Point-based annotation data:
====

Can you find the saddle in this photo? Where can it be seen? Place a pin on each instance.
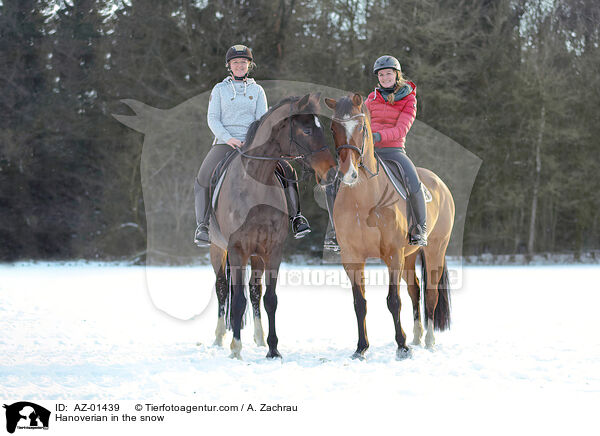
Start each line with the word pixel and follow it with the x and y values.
pixel 218 176
pixel 396 176
pixel 216 181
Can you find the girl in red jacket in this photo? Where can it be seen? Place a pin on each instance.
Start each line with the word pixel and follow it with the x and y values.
pixel 393 107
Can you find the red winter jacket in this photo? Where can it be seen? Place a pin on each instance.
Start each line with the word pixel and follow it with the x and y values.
pixel 392 120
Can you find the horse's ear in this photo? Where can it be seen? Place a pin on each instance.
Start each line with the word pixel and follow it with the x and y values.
pixel 330 102
pixel 303 102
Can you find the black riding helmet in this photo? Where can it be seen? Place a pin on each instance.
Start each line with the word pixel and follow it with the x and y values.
pixel 238 51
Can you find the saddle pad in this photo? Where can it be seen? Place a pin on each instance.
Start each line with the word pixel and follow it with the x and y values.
pixel 218 176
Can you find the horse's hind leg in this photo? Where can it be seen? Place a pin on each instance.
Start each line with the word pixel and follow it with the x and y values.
pixel 255 295
pixel 356 274
pixel 218 258
pixel 437 303
pixel 270 301
pixel 414 291
pixel 237 264
pixel 394 304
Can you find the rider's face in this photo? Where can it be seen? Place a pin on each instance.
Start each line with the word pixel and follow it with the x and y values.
pixel 239 66
pixel 387 77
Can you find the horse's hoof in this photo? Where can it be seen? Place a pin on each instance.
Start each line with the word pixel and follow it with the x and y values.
pixel 358 356
pixel 274 354
pixel 403 353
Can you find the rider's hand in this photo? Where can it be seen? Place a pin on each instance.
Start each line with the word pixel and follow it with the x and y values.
pixel 234 142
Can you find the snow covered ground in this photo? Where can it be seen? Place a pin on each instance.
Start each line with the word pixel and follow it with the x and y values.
pixel 522 353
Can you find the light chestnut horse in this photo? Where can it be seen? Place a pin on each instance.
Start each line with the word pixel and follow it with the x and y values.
pixel 370 219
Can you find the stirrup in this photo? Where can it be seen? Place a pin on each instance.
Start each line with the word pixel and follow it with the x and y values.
pixel 418 235
pixel 201 238
pixel 300 226
pixel 330 242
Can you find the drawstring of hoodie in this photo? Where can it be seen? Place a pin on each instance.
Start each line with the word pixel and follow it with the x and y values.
pixel 233 86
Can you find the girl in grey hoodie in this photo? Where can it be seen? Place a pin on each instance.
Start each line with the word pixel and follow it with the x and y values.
pixel 234 104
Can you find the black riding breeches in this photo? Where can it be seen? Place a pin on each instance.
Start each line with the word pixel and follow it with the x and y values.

====

What you should do — Put every line of the listing above into a numbered list, skipping any blank lines. Please leave the pictures out of your answer.

Response to the task —
1. Can you find the saddle in this photo? Where can it be seen? Place a pin on each instance.
2. Start each line with the word pixel and follow it with the x and y values.
3. pixel 218 176
4. pixel 396 176
5. pixel 216 181
6. Can you find the girl in red jacket in this photo? Where can it be seen? Place a pin on each instance.
7. Start each line with the word pixel and follow it with the x and y values.
8. pixel 393 107
9. Can you find the red winter jacket in this photo? Where can it be seen? Place a pin on each instance.
10. Start each line with the word pixel and follow it with the x and y values.
11. pixel 392 120
12. Can you find the horse's ear in this photo? Where can it be seen? Place a pin on each instance.
13. Start each line with the word pixel and follow it with the x and y values.
14. pixel 330 102
15. pixel 303 102
16. Can you find the black riding helmet in this photo? Where can it be seen? Place a pin on each instance.
17. Start each line with the word pixel and follow it with the x and y values.
18. pixel 238 51
19. Can you find the saddle pad in this photo? Where can it be seen? Place a pin on each instance.
20. Start each line with the word pixel and follow it with the x and y values.
21. pixel 218 176
22. Can you find the horse's hind leg in this photo? Where can it be seen? Place a pin on each instance.
23. Start each line with the word pixel and follow it with the x and y values.
24. pixel 255 295
25. pixel 356 274
26. pixel 218 258
27. pixel 437 303
28. pixel 270 301
29. pixel 414 291
30. pixel 237 264
31. pixel 394 304
32. Can you find the rider's face in this photo? Where can it be seen? Place a pin on each instance.
33. Start each line with the word pixel and follow it with the x and y values.
34. pixel 239 66
35. pixel 387 77
36. Can you find the horse's hoof in this photo? Where can it be seen? Place a pin on each instance.
37. Start each line with the word pixel and follow it with the x and y values.
38. pixel 358 356
39. pixel 274 354
40. pixel 403 353
41. Can you find the rider's hand in this photo? Where can it be seen? Place a pin on each instance.
42. Start each line with the word pixel and follow it with the x and y values.
43. pixel 234 142
44. Can you find the snow covered ground in this photo? Where can it be seen? Place a pin on each instance.
45. Start each line with the word pixel and follow it with the x and y values.
46. pixel 522 353
47. Can you find the light chestnut horse in this photo? Where can it be seen? Place a pin on each instance.
48. Start each line with the word pixel and follow it with the x and y values.
49. pixel 370 219
50. Can you find the stirrup in this photo? Where can it be seen? Place a pin on each instance.
51. Start each line with the word pixel and follow it with the x and y values.
52. pixel 418 235
53. pixel 201 238
54. pixel 300 226
55. pixel 330 242
56. Can you find the drawstring of hoodie in this photo? Where can it be seen? Place a pin on each instance.
57. Start each line with the word pixel and follow it with the x and y values.
58. pixel 233 86
59. Can you find the girl in grey hoodie in this photo? Where can it be seen? Place a pin on each instance.
60. Start each line with the word pixel and follow it with the x and y values.
61. pixel 234 104
62. Can you find the black riding breeches in this photo? Where can it be seen? Place a pin on each instance.
63. Start each line with the word pixel and follow it with the x and y values.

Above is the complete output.